**Stated exercise**: Rescale the records beginning at the line that contains "the man with" and stopping after the line that contains "x=161, y=81": rewrite every line in that span, not only the answers, and multiply each answer coordinate by 1.3, rounding to whole numbers with halves rounded up. Leave all other numbers and text in the span unchanged.

**Stored rows**:
* begin *

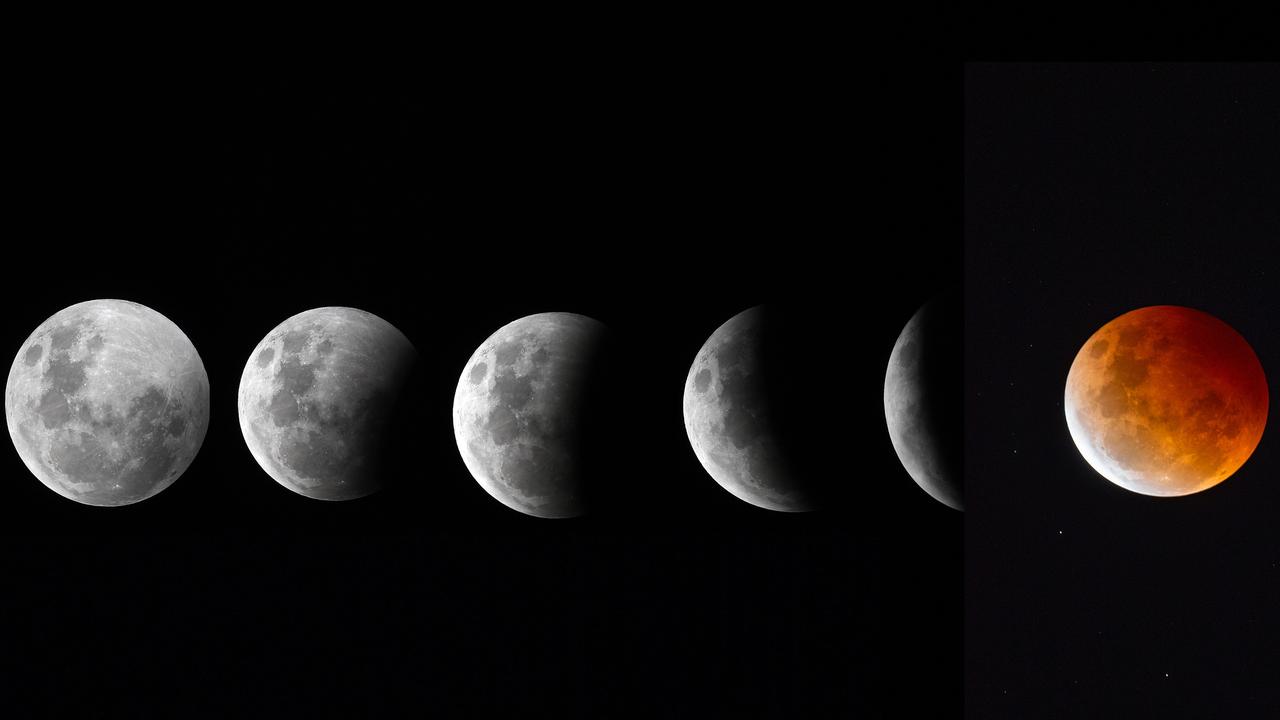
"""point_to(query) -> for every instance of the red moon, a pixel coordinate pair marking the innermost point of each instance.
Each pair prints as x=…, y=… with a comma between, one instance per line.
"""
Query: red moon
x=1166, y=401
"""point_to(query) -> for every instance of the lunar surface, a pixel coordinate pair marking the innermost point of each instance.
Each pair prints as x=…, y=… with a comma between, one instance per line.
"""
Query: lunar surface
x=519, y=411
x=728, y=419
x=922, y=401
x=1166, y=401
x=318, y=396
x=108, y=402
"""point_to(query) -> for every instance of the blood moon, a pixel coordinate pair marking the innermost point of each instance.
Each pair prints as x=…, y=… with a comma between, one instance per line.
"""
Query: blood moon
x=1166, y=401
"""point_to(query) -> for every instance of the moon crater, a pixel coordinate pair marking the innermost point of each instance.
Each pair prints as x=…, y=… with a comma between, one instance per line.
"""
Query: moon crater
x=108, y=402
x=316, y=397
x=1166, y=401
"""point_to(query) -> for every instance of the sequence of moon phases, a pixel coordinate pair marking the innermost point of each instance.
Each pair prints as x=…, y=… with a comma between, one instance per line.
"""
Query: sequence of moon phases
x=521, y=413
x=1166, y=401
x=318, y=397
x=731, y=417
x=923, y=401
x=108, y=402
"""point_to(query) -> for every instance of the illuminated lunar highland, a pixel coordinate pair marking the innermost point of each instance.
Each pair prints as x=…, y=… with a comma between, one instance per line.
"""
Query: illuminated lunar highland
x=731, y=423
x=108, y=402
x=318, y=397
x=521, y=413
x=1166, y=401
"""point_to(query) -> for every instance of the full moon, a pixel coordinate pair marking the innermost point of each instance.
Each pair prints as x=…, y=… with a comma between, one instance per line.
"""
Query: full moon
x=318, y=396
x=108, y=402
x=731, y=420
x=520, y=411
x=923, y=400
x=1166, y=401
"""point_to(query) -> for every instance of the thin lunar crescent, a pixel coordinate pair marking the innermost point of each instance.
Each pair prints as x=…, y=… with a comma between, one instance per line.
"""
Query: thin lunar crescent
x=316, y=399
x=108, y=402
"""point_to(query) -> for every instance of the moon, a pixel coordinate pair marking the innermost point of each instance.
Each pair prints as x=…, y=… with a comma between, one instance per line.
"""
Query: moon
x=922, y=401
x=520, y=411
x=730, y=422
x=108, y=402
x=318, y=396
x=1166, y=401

* end *
* begin *

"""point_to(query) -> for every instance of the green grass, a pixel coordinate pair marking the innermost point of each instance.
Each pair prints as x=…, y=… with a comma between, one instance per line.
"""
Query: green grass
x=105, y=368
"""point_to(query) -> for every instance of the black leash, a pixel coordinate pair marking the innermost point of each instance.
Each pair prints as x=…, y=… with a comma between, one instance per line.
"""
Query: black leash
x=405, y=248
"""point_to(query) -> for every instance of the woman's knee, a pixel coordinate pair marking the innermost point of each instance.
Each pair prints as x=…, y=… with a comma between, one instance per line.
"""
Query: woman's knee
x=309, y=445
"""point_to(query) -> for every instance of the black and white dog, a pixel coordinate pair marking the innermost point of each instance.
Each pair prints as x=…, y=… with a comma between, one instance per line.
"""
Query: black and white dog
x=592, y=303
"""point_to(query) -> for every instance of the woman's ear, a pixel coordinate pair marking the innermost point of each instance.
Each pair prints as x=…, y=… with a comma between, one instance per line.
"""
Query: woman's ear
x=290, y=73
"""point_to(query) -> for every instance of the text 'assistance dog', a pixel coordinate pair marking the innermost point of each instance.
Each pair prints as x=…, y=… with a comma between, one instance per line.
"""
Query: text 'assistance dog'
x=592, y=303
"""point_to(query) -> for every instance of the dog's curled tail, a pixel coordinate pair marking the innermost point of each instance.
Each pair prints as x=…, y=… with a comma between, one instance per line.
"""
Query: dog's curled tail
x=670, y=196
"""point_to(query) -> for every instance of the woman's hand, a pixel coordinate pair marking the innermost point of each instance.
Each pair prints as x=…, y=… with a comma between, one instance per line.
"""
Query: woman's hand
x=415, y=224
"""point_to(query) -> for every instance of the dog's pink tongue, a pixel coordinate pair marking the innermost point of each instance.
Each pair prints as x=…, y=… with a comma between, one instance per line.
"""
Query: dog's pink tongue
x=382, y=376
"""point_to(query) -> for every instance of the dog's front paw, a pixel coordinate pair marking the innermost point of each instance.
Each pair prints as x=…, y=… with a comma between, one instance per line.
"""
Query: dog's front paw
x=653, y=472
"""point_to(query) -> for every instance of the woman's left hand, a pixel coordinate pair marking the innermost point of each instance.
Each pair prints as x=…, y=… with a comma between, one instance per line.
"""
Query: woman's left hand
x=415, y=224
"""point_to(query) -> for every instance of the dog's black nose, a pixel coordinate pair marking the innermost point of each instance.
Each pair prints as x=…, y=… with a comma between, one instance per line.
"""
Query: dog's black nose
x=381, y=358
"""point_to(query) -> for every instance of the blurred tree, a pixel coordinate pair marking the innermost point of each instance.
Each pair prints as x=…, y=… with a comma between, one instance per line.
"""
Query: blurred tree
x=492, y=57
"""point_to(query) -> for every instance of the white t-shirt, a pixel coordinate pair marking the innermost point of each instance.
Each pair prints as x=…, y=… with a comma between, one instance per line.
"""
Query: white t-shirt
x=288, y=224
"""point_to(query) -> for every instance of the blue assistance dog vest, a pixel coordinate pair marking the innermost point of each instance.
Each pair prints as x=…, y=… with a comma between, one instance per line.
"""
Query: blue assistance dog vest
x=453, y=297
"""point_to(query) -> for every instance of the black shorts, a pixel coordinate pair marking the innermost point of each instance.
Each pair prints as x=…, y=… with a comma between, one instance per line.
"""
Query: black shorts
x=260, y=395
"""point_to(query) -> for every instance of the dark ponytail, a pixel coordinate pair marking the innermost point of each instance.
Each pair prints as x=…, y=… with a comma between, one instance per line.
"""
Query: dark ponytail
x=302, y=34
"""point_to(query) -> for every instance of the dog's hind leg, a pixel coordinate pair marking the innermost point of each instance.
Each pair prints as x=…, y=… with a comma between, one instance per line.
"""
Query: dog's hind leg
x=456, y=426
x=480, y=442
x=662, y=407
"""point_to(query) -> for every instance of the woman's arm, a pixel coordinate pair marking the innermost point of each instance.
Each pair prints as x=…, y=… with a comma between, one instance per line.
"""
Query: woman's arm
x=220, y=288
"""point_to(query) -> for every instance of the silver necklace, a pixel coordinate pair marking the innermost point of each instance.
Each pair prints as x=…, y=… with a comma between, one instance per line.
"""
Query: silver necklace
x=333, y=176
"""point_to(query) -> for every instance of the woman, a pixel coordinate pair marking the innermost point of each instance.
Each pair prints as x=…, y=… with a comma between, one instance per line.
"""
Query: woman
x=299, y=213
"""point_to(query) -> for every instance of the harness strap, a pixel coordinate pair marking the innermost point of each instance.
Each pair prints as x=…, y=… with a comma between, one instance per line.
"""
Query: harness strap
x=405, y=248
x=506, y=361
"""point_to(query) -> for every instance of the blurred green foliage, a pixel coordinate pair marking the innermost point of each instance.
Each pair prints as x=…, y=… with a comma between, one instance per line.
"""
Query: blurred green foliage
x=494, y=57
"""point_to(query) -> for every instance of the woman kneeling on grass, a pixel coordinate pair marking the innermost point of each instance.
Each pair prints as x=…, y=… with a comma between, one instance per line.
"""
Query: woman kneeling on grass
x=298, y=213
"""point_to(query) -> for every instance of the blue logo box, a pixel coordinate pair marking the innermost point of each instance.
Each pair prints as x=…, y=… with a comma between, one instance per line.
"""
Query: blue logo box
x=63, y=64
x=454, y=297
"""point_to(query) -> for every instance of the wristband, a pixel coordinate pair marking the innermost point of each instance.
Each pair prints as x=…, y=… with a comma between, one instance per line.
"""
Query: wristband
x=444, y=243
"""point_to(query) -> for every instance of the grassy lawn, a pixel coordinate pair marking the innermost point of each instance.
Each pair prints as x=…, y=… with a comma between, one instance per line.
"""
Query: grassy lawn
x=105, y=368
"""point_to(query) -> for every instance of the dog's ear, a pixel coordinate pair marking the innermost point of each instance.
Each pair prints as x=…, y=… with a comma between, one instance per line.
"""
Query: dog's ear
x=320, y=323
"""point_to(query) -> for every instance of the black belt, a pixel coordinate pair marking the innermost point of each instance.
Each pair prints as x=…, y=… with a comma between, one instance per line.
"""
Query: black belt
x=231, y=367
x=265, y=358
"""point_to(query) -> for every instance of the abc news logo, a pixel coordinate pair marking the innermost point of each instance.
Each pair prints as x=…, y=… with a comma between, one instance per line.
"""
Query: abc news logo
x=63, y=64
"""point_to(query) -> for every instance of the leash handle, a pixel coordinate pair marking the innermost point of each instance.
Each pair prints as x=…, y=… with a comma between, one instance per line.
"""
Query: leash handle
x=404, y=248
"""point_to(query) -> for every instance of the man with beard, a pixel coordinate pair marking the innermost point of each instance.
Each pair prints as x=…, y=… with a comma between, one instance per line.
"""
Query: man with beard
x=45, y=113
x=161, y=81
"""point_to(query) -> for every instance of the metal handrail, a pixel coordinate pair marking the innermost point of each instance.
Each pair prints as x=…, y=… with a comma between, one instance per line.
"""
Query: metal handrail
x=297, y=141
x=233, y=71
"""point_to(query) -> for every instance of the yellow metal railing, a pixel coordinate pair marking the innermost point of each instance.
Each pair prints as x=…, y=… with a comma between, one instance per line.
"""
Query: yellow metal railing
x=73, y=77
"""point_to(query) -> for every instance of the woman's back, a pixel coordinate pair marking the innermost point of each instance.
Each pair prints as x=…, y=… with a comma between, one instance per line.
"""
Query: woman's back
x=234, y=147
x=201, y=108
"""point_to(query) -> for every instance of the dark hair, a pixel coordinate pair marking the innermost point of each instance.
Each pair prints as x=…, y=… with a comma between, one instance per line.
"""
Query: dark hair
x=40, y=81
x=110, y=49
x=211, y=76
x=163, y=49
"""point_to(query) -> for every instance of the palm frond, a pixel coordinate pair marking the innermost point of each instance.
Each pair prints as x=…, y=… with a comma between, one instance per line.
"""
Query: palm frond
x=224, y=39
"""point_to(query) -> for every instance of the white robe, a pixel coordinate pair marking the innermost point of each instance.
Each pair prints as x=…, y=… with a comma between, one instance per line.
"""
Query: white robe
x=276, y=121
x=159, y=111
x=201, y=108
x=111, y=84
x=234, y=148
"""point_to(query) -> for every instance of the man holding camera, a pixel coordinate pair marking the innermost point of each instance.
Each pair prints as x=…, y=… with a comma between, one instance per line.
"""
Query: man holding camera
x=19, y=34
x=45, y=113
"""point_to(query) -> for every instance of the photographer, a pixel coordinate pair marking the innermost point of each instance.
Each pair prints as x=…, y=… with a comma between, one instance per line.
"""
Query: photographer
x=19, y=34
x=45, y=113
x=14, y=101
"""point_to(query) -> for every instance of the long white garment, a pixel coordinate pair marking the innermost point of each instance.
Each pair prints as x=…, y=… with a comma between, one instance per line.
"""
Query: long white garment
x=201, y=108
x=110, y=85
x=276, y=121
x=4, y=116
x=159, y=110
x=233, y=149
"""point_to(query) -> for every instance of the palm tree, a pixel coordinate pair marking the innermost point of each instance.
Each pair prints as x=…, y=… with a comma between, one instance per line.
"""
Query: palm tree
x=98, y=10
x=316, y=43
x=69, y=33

* end *

**Answer below**:
"""point_to(query) -> for every instance of the man with beard, a pixel coordinate pair marking the innermost point of each instance.
Each pair prints as x=…, y=… with a comma between, one instance per line.
"""
Query: man with beard
x=59, y=147
x=209, y=105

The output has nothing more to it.